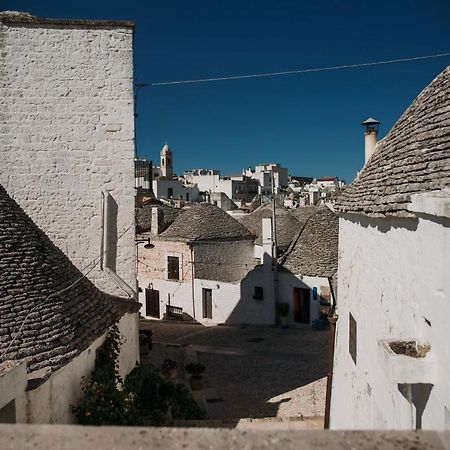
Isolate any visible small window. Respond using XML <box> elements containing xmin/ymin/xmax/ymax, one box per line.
<box><xmin>168</xmin><ymin>187</ymin><xmax>173</xmax><ymax>198</ymax></box>
<box><xmin>349</xmin><ymin>313</ymin><xmax>357</xmax><ymax>364</ymax></box>
<box><xmin>253</xmin><ymin>286</ymin><xmax>264</xmax><ymax>300</ymax></box>
<box><xmin>167</xmin><ymin>256</ymin><xmax>179</xmax><ymax>280</ymax></box>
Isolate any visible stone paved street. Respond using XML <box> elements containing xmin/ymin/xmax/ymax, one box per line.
<box><xmin>140</xmin><ymin>319</ymin><xmax>328</xmax><ymax>423</ymax></box>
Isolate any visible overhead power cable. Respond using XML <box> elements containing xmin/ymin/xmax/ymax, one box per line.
<box><xmin>135</xmin><ymin>52</ymin><xmax>450</xmax><ymax>87</ymax></box>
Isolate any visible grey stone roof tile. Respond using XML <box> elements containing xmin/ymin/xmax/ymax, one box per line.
<box><xmin>237</xmin><ymin>205</ymin><xmax>317</xmax><ymax>251</ymax></box>
<box><xmin>0</xmin><ymin>184</ymin><xmax>138</xmax><ymax>375</ymax></box>
<box><xmin>281</xmin><ymin>206</ymin><xmax>338</xmax><ymax>278</ymax></box>
<box><xmin>335</xmin><ymin>66</ymin><xmax>450</xmax><ymax>217</ymax></box>
<box><xmin>136</xmin><ymin>202</ymin><xmax>181</xmax><ymax>234</ymax></box>
<box><xmin>160</xmin><ymin>203</ymin><xmax>254</xmax><ymax>241</ymax></box>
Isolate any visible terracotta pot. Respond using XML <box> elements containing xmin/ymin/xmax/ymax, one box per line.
<box><xmin>189</xmin><ymin>375</ymin><xmax>204</xmax><ymax>390</ymax></box>
<box><xmin>163</xmin><ymin>368</ymin><xmax>178</xmax><ymax>381</ymax></box>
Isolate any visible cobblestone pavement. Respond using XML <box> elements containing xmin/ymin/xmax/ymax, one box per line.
<box><xmin>140</xmin><ymin>319</ymin><xmax>328</xmax><ymax>423</ymax></box>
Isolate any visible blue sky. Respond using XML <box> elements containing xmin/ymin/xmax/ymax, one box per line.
<box><xmin>3</xmin><ymin>0</ymin><xmax>450</xmax><ymax>182</ymax></box>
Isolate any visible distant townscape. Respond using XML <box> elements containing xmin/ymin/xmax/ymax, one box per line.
<box><xmin>135</xmin><ymin>145</ymin><xmax>345</xmax><ymax>209</ymax></box>
<box><xmin>0</xmin><ymin>9</ymin><xmax>449</xmax><ymax>448</ymax></box>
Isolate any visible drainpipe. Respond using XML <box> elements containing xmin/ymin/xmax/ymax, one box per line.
<box><xmin>324</xmin><ymin>315</ymin><xmax>337</xmax><ymax>429</ymax></box>
<box><xmin>190</xmin><ymin>243</ymin><xmax>196</xmax><ymax>319</ymax></box>
<box><xmin>324</xmin><ymin>275</ymin><xmax>338</xmax><ymax>429</ymax></box>
<box><xmin>271</xmin><ymin>171</ymin><xmax>279</xmax><ymax>326</ymax></box>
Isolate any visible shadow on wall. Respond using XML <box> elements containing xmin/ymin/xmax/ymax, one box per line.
<box><xmin>224</xmin><ymin>266</ymin><xmax>321</xmax><ymax>326</ymax></box>
<box><xmin>348</xmin><ymin>214</ymin><xmax>419</xmax><ymax>233</ymax></box>
<box><xmin>224</xmin><ymin>266</ymin><xmax>275</xmax><ymax>325</ymax></box>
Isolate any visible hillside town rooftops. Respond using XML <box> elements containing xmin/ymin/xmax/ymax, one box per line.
<box><xmin>0</xmin><ymin>11</ymin><xmax>134</xmax><ymax>27</ymax></box>
<box><xmin>281</xmin><ymin>205</ymin><xmax>338</xmax><ymax>278</ymax></box>
<box><xmin>160</xmin><ymin>203</ymin><xmax>254</xmax><ymax>242</ymax></box>
<box><xmin>0</xmin><ymin>184</ymin><xmax>139</xmax><ymax>376</ymax></box>
<box><xmin>336</xmin><ymin>66</ymin><xmax>450</xmax><ymax>218</ymax></box>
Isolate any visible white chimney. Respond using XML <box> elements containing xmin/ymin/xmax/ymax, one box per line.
<box><xmin>151</xmin><ymin>206</ymin><xmax>161</xmax><ymax>235</ymax></box>
<box><xmin>262</xmin><ymin>217</ymin><xmax>274</xmax><ymax>272</ymax></box>
<box><xmin>362</xmin><ymin>117</ymin><xmax>380</xmax><ymax>164</ymax></box>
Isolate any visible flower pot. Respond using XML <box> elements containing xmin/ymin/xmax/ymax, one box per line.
<box><xmin>280</xmin><ymin>315</ymin><xmax>288</xmax><ymax>329</ymax></box>
<box><xmin>163</xmin><ymin>367</ymin><xmax>178</xmax><ymax>381</ymax></box>
<box><xmin>189</xmin><ymin>375</ymin><xmax>204</xmax><ymax>391</ymax></box>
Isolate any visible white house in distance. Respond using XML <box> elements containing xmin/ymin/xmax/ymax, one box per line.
<box><xmin>329</xmin><ymin>66</ymin><xmax>450</xmax><ymax>430</ymax></box>
<box><xmin>184</xmin><ymin>169</ymin><xmax>259</xmax><ymax>204</ymax></box>
<box><xmin>244</xmin><ymin>163</ymin><xmax>289</xmax><ymax>195</ymax></box>
<box><xmin>137</xmin><ymin>201</ymin><xmax>338</xmax><ymax>327</ymax></box>
<box><xmin>137</xmin><ymin>203</ymin><xmax>264</xmax><ymax>324</ymax></box>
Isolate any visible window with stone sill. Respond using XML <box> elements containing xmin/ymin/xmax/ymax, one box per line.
<box><xmin>253</xmin><ymin>286</ymin><xmax>264</xmax><ymax>300</ymax></box>
<box><xmin>167</xmin><ymin>256</ymin><xmax>180</xmax><ymax>281</ymax></box>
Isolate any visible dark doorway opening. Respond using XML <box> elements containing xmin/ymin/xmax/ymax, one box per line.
<box><xmin>293</xmin><ymin>287</ymin><xmax>310</xmax><ymax>323</ymax></box>
<box><xmin>145</xmin><ymin>288</ymin><xmax>160</xmax><ymax>318</ymax></box>
<box><xmin>202</xmin><ymin>288</ymin><xmax>213</xmax><ymax>319</ymax></box>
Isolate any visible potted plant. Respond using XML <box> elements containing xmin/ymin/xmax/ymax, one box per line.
<box><xmin>185</xmin><ymin>363</ymin><xmax>206</xmax><ymax>390</ymax></box>
<box><xmin>278</xmin><ymin>302</ymin><xmax>289</xmax><ymax>328</ymax></box>
<box><xmin>161</xmin><ymin>359</ymin><xmax>178</xmax><ymax>381</ymax></box>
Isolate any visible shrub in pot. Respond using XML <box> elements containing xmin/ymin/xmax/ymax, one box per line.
<box><xmin>278</xmin><ymin>302</ymin><xmax>289</xmax><ymax>328</ymax></box>
<box><xmin>161</xmin><ymin>359</ymin><xmax>178</xmax><ymax>381</ymax></box>
<box><xmin>185</xmin><ymin>363</ymin><xmax>206</xmax><ymax>390</ymax></box>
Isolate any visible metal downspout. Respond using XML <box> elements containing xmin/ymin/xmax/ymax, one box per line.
<box><xmin>271</xmin><ymin>172</ymin><xmax>279</xmax><ymax>326</ymax></box>
<box><xmin>190</xmin><ymin>243</ymin><xmax>196</xmax><ymax>319</ymax></box>
<box><xmin>324</xmin><ymin>315</ymin><xmax>337</xmax><ymax>429</ymax></box>
<box><xmin>324</xmin><ymin>275</ymin><xmax>338</xmax><ymax>429</ymax></box>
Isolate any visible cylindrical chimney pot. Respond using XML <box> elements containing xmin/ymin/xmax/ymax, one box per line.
<box><xmin>361</xmin><ymin>118</ymin><xmax>380</xmax><ymax>164</ymax></box>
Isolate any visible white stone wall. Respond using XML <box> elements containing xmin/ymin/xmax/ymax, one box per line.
<box><xmin>138</xmin><ymin>275</ymin><xmax>276</xmax><ymax>325</ymax></box>
<box><xmin>152</xmin><ymin>179</ymin><xmax>200</xmax><ymax>202</ymax></box>
<box><xmin>10</xmin><ymin>314</ymin><xmax>138</xmax><ymax>424</ymax></box>
<box><xmin>193</xmin><ymin>240</ymin><xmax>255</xmax><ymax>283</ymax></box>
<box><xmin>0</xmin><ymin>20</ymin><xmax>136</xmax><ymax>294</ymax></box>
<box><xmin>137</xmin><ymin>238</ymin><xmax>276</xmax><ymax>324</ymax></box>
<box><xmin>278</xmin><ymin>273</ymin><xmax>328</xmax><ymax>326</ymax></box>
<box><xmin>330</xmin><ymin>214</ymin><xmax>450</xmax><ymax>430</ymax></box>
<box><xmin>189</xmin><ymin>173</ymin><xmax>221</xmax><ymax>193</ymax></box>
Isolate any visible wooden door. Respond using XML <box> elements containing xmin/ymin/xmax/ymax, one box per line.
<box><xmin>293</xmin><ymin>288</ymin><xmax>310</xmax><ymax>323</ymax></box>
<box><xmin>202</xmin><ymin>288</ymin><xmax>212</xmax><ymax>319</ymax></box>
<box><xmin>145</xmin><ymin>288</ymin><xmax>160</xmax><ymax>318</ymax></box>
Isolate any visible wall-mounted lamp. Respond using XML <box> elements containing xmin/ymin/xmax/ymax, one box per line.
<box><xmin>135</xmin><ymin>238</ymin><xmax>155</xmax><ymax>249</ymax></box>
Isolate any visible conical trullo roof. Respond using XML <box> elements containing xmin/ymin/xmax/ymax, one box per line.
<box><xmin>160</xmin><ymin>203</ymin><xmax>254</xmax><ymax>241</ymax></box>
<box><xmin>236</xmin><ymin>203</ymin><xmax>305</xmax><ymax>251</ymax></box>
<box><xmin>0</xmin><ymin>184</ymin><xmax>138</xmax><ymax>375</ymax></box>
<box><xmin>337</xmin><ymin>66</ymin><xmax>450</xmax><ymax>217</ymax></box>
<box><xmin>281</xmin><ymin>205</ymin><xmax>338</xmax><ymax>277</ymax></box>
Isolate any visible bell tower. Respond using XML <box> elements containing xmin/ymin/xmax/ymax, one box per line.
<box><xmin>160</xmin><ymin>142</ymin><xmax>173</xmax><ymax>179</ymax></box>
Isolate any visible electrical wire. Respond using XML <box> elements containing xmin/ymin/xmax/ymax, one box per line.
<box><xmin>135</xmin><ymin>52</ymin><xmax>450</xmax><ymax>87</ymax></box>
<box><xmin>0</xmin><ymin>222</ymin><xmax>135</xmax><ymax>362</ymax></box>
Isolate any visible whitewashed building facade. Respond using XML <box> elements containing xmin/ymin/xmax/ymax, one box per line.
<box><xmin>330</xmin><ymin>66</ymin><xmax>450</xmax><ymax>430</ymax></box>
<box><xmin>0</xmin><ymin>12</ymin><xmax>141</xmax><ymax>423</ymax></box>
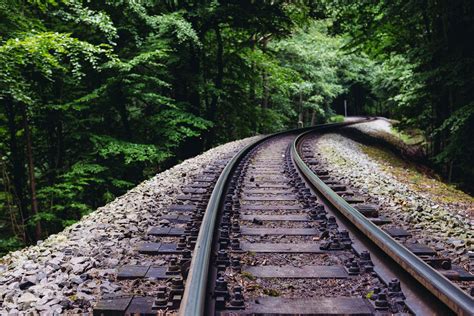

☆ ☆ ☆ ☆

## [Exercise directions]
Once you find the line containing "Isolate any visible conical", transcribe it and each line after it to the end of the records exactly, and leave out the pictures.

## [Exercise answer]
Isolate any visible conical trullo roof. Respond using XML <box> elements containing xmin/ymin/xmax/ymax, one box per line.
<box><xmin>160</xmin><ymin>203</ymin><xmax>254</xmax><ymax>241</ymax></box>
<box><xmin>236</xmin><ymin>203</ymin><xmax>305</xmax><ymax>251</ymax></box>
<box><xmin>0</xmin><ymin>184</ymin><xmax>138</xmax><ymax>375</ymax></box>
<box><xmin>337</xmin><ymin>66</ymin><xmax>450</xmax><ymax>217</ymax></box>
<box><xmin>281</xmin><ymin>205</ymin><xmax>338</xmax><ymax>277</ymax></box>
Isolate any visible bell tower. Respond using XML <box> elements containing xmin/ymin/xmax/ymax, one box per line.
<box><xmin>160</xmin><ymin>142</ymin><xmax>173</xmax><ymax>179</ymax></box>
Isolate any visible electrical wire. Respond using XML <box> elements containing xmin/ymin/xmax/ymax, one box per line.
<box><xmin>135</xmin><ymin>52</ymin><xmax>450</xmax><ymax>87</ymax></box>
<box><xmin>0</xmin><ymin>222</ymin><xmax>135</xmax><ymax>362</ymax></box>
Isolate any visible whitewashed building facade. Respond using XML <box> elements containing xmin/ymin/xmax/ymax, one box per line.
<box><xmin>330</xmin><ymin>66</ymin><xmax>450</xmax><ymax>430</ymax></box>
<box><xmin>0</xmin><ymin>12</ymin><xmax>141</xmax><ymax>423</ymax></box>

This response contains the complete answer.